Try it: Each entry in the block below needs to be copied out exactly.

..............................

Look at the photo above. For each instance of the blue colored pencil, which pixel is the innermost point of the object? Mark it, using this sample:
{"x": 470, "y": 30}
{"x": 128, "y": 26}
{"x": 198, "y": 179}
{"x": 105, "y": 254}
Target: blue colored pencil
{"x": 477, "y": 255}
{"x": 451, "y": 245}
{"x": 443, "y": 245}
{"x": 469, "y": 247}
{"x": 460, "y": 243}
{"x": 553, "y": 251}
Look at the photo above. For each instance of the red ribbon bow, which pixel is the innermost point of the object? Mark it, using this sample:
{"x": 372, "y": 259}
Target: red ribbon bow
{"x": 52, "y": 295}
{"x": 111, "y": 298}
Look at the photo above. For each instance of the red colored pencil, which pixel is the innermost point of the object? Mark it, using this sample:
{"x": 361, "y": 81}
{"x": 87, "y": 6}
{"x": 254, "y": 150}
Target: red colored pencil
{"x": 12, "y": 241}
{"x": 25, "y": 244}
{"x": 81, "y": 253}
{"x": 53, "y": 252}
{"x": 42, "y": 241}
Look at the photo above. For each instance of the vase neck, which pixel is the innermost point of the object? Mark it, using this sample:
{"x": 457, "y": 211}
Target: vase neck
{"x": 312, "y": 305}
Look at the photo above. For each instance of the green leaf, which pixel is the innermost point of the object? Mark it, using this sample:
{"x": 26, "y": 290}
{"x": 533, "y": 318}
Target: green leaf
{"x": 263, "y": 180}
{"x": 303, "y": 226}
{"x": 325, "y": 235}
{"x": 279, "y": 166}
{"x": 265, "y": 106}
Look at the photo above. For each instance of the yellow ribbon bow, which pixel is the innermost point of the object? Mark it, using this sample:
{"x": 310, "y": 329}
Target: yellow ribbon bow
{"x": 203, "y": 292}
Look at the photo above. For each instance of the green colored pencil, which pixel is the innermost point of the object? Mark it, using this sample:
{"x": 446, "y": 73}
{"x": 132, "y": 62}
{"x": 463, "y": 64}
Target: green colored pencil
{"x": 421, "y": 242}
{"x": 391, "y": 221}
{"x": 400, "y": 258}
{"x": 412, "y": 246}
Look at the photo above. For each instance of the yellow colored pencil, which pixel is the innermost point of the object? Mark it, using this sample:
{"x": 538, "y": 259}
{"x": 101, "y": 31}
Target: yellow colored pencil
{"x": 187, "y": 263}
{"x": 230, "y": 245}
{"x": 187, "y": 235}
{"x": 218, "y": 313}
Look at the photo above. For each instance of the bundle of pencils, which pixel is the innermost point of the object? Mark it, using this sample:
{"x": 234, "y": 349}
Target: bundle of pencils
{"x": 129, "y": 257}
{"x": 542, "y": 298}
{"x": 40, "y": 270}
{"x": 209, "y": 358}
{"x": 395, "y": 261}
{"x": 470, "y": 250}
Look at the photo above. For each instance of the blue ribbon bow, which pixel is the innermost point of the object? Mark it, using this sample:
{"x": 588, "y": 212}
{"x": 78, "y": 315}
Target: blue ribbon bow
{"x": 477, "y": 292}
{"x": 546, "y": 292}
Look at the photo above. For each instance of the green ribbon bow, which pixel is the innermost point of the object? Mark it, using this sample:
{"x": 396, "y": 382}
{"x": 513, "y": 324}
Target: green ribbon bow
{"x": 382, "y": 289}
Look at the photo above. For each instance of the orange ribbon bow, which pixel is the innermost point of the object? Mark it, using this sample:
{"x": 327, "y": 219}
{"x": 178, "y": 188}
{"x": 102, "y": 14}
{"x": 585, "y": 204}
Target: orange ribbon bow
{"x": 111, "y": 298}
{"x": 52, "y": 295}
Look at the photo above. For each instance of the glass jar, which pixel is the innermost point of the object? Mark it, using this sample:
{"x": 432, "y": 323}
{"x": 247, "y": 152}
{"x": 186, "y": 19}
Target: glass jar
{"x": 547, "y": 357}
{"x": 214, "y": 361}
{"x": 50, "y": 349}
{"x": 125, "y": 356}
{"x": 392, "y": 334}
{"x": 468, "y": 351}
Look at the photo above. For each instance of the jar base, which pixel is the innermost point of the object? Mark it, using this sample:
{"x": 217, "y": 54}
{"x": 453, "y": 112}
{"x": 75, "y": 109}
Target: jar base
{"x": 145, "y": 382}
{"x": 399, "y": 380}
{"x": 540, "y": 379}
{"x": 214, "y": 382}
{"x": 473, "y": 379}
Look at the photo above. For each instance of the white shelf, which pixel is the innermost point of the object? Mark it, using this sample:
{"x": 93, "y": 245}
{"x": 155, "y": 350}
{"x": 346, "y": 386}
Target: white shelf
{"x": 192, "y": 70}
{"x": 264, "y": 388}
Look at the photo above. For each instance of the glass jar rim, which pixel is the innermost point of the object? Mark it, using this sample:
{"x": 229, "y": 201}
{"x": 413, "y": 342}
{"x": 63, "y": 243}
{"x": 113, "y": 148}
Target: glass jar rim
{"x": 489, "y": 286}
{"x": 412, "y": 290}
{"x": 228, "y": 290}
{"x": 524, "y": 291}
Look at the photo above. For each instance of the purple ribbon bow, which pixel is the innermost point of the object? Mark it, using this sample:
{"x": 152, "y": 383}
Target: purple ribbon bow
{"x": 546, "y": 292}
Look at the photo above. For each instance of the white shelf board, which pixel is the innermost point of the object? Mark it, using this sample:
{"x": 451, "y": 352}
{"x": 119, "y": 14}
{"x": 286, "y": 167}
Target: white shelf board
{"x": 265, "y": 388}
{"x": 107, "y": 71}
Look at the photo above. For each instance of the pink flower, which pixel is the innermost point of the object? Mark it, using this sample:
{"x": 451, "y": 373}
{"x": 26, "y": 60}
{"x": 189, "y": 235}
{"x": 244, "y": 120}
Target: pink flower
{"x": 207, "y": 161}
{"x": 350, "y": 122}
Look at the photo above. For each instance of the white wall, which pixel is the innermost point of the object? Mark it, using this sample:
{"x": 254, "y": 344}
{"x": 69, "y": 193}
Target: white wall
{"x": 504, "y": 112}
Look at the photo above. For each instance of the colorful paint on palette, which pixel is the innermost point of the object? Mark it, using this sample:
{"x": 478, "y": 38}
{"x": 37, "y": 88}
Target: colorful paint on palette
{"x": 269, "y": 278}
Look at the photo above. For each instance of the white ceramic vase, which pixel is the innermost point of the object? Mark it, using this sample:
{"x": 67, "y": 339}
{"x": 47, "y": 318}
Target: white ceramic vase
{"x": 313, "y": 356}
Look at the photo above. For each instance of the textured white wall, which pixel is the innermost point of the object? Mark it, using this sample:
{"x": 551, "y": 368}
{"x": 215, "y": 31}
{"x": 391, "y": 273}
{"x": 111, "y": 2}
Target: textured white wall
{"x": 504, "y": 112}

..............................

Finished exercise:
Look at the photo above. For each instance of the blue colored pencil, which pixel is the innermost point of the object? Mark it, using this sample:
{"x": 470, "y": 30}
{"x": 128, "y": 26}
{"x": 198, "y": 179}
{"x": 105, "y": 254}
Target: blue colored pencil
{"x": 477, "y": 255}
{"x": 451, "y": 245}
{"x": 443, "y": 245}
{"x": 469, "y": 247}
{"x": 460, "y": 243}
{"x": 553, "y": 251}
Look at the photo above. For each instance of the red ribbon bow, which pixel is the innermost point of the object? Mark it, using this sample:
{"x": 372, "y": 259}
Target: red ribbon bow
{"x": 52, "y": 295}
{"x": 111, "y": 298}
Look at the photo above. For each instance of the red colored pencil, which pixel is the innermost point of the object? Mark it, using this sample:
{"x": 361, "y": 81}
{"x": 87, "y": 6}
{"x": 254, "y": 150}
Target: red colored pencil
{"x": 12, "y": 241}
{"x": 25, "y": 244}
{"x": 81, "y": 253}
{"x": 53, "y": 252}
{"x": 42, "y": 241}
Look at the photo above. For each instance of the vase neck, which pixel is the innermost point of the object? Mark it, using this sample:
{"x": 457, "y": 211}
Target: vase neck
{"x": 312, "y": 305}
Look at the photo above. For each instance of the green leaf, which pixel is the innermost point of the object? Mark it, using this sample:
{"x": 26, "y": 290}
{"x": 533, "y": 318}
Target: green leaf
{"x": 263, "y": 180}
{"x": 303, "y": 226}
{"x": 325, "y": 235}
{"x": 279, "y": 166}
{"x": 265, "y": 106}
Look at the photo above. For each instance of the yellow ribbon bow, which pixel is the innermost point of the object? Mark it, using this sample:
{"x": 310, "y": 329}
Target: yellow ribbon bow
{"x": 203, "y": 292}
Look at the photo above. For each instance of the green colored pencil, which pixel is the innermost point of the object? Mark it, using this sample:
{"x": 446, "y": 73}
{"x": 132, "y": 62}
{"x": 463, "y": 64}
Target: green colored pencil
{"x": 421, "y": 242}
{"x": 391, "y": 221}
{"x": 400, "y": 258}
{"x": 412, "y": 246}
Look at the photo above. For each instance of the yellow colored pencil, which pixel is the innermost point of the object? Mark it, using this sample:
{"x": 538, "y": 259}
{"x": 101, "y": 31}
Target: yellow colored pencil
{"x": 187, "y": 263}
{"x": 230, "y": 245}
{"x": 187, "y": 235}
{"x": 218, "y": 313}
Look at the photo above. For each instance of the bundle of pencils, which pixel is the innermost point of the object? Mark it, using this sample:
{"x": 234, "y": 349}
Target: bundle of pencils
{"x": 129, "y": 257}
{"x": 542, "y": 298}
{"x": 40, "y": 270}
{"x": 209, "y": 358}
{"x": 395, "y": 261}
{"x": 470, "y": 250}
Look at the photo above. For each instance of the blue ribbon bow, which pixel is the innermost point of the object? Mark it, using this sample:
{"x": 588, "y": 212}
{"x": 78, "y": 315}
Target: blue ribbon bow
{"x": 477, "y": 292}
{"x": 546, "y": 292}
Look at the photo above. For each instance of the green ribbon bow, which pixel is the innermost point of the object? Mark it, using this sample:
{"x": 396, "y": 382}
{"x": 513, "y": 324}
Target: green ribbon bow
{"x": 382, "y": 289}
Look at the photo above. For each instance of the orange ribbon bow, which pixel is the innermost point of the object? Mark it, using this sample:
{"x": 327, "y": 219}
{"x": 178, "y": 188}
{"x": 102, "y": 14}
{"x": 585, "y": 204}
Target: orange ribbon bow
{"x": 111, "y": 298}
{"x": 52, "y": 295}
Look at the photo above. For each instance of the glass jar, which pixel is the innermost point of the object? Mark it, using this sample:
{"x": 432, "y": 323}
{"x": 247, "y": 152}
{"x": 186, "y": 19}
Target: glass jar
{"x": 547, "y": 357}
{"x": 214, "y": 361}
{"x": 50, "y": 349}
{"x": 125, "y": 356}
{"x": 392, "y": 334}
{"x": 468, "y": 351}
Look at the photo above. For each instance of the jar base, which pixel is the innermost point of the object? Mark it, using this sample:
{"x": 217, "y": 54}
{"x": 453, "y": 112}
{"x": 75, "y": 109}
Target: jar base
{"x": 145, "y": 382}
{"x": 399, "y": 380}
{"x": 540, "y": 379}
{"x": 214, "y": 382}
{"x": 473, "y": 379}
Look at the photo above. For each instance of the white shelf, which pixel is the innermost point of the object? Mark it, using this sample:
{"x": 93, "y": 245}
{"x": 155, "y": 350}
{"x": 346, "y": 386}
Target: white shelf
{"x": 192, "y": 70}
{"x": 264, "y": 388}
Look at the photo above. For each instance of the glass jar rim, which pixel is the innermost point of the object? Mark it, using this sample:
{"x": 229, "y": 201}
{"x": 413, "y": 342}
{"x": 63, "y": 243}
{"x": 113, "y": 148}
Target: glass jar rim
{"x": 489, "y": 286}
{"x": 412, "y": 290}
{"x": 228, "y": 290}
{"x": 524, "y": 291}
Look at the photo above. For each instance of the purple ribbon bow, which pixel is the innermost point of the object? Mark it, using this sample:
{"x": 152, "y": 383}
Target: purple ribbon bow
{"x": 546, "y": 292}
Look at the photo above. For each instance of the white shelf board, which pixel is the innermost point of the object? Mark it, using this sample:
{"x": 451, "y": 352}
{"x": 119, "y": 14}
{"x": 286, "y": 167}
Target: white shelf board
{"x": 265, "y": 388}
{"x": 107, "y": 71}
Look at the photo above. For each instance of the pink flower, which pixel is the innermost point of the object? Mark it, using this sample:
{"x": 451, "y": 373}
{"x": 26, "y": 60}
{"x": 189, "y": 235}
{"x": 244, "y": 120}
Target: pink flower
{"x": 207, "y": 161}
{"x": 350, "y": 122}
Look at the photo above. For each instance of the white wall, which pixel is the innermost point of the object? Mark it, using this sample:
{"x": 254, "y": 344}
{"x": 69, "y": 193}
Target: white wall
{"x": 504, "y": 112}
Look at the photo above. For each instance of the colorful paint on palette, which pixel is the innermost point of the object? Mark it, using this sample:
{"x": 478, "y": 38}
{"x": 37, "y": 88}
Target: colorful paint on palette
{"x": 269, "y": 278}
Look at the photo above. For each instance of the white ceramic vase, which pixel is the innermost point of the object? Mark it, using this sample:
{"x": 67, "y": 339}
{"x": 47, "y": 318}
Target: white ceramic vase
{"x": 313, "y": 356}
Look at the photo above. For each instance of the textured white wall, which pixel is the innermost point of the object? Mark it, using this sample:
{"x": 551, "y": 368}
{"x": 215, "y": 31}
{"x": 391, "y": 273}
{"x": 111, "y": 2}
Target: textured white wall
{"x": 504, "y": 112}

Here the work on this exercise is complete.